*YOUR OBJECTIVE*. Without the pictures, give every record again exactly.

*MATERIAL TO PROCESS*.
______

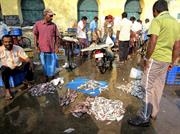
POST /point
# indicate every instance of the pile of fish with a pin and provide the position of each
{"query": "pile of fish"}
(92, 85)
(106, 109)
(68, 98)
(82, 108)
(134, 88)
(102, 108)
(46, 88)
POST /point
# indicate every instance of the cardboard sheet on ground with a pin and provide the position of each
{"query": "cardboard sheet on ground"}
(85, 85)
(96, 46)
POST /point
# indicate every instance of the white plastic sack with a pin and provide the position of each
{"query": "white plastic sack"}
(136, 73)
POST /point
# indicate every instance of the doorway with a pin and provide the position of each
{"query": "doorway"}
(133, 8)
(32, 10)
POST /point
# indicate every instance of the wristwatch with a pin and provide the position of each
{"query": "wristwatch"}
(145, 58)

______

*SOLUTION BELOW*.
POST /point
# indicate every instance of the pile of fish with a pin and provide the position of each
{"query": "pile of fish"}
(92, 85)
(106, 109)
(68, 98)
(82, 108)
(134, 88)
(102, 108)
(46, 88)
POST /point
# indicate every instance of the cardboard sheet on ground with a pin and provide the position of each
{"query": "cardboard sheet on ground"}
(85, 85)
(96, 46)
POST /point
# indicate every instance of the white plastic sack with a pin and provide the position of each
{"query": "white plastic sack"}
(136, 73)
POST /point
# indicate every instance of the doorway with a pin and provide the position of each
{"query": "doorway"}
(133, 8)
(32, 10)
POST /point
# indicate every instance of the wristwatch with a pin and provide the position of each
{"query": "wristwatch"}
(145, 58)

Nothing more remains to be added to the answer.